Aim:
Write out all of the data without omission, exactly as shown.

Excerpted data:
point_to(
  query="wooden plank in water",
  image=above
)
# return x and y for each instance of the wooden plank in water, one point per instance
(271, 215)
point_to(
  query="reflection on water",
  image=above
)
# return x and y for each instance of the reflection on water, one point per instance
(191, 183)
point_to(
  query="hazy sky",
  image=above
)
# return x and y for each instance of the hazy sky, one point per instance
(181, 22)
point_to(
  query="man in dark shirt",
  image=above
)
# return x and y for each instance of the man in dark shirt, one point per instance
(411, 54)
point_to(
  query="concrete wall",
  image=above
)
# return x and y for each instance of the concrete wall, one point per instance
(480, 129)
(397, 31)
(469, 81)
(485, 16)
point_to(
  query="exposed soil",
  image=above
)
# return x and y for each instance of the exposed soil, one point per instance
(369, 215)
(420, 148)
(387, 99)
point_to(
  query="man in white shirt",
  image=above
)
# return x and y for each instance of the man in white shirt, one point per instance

Response:
point_to(
  query="wooden plank in water",
  image=above
)
# return x and y for each instance of the wooden plank in water, one point per instance
(271, 215)
point_to(
  query="reflection on water",
  image=above
)
# return x and y for each instance of the reflection on water, one point per instance
(191, 183)
point_to(
  query="hazy sky",
  image=above
)
# return x and y for each instance of the hazy sky, one point per instance
(181, 22)
point_to(
  query="man in dark shirt",
  image=above
)
# return x and y for each instance of the man in dark shirt, one point per instance
(411, 54)
point_to(
  query="concrete wall",
  image=above
)
# return x and y for each instance of the concrete wall, one point per instance
(480, 129)
(397, 31)
(469, 81)
(485, 16)
point_to(
  query="exposed soil",
  image=above
)
# return x and y for each instance of the exposed soil, one point per instance
(369, 215)
(420, 148)
(387, 99)
point_to(
  query="man in white shirt",
  image=above
)
# return x and y for each instance of the man in white shirt, one point per instance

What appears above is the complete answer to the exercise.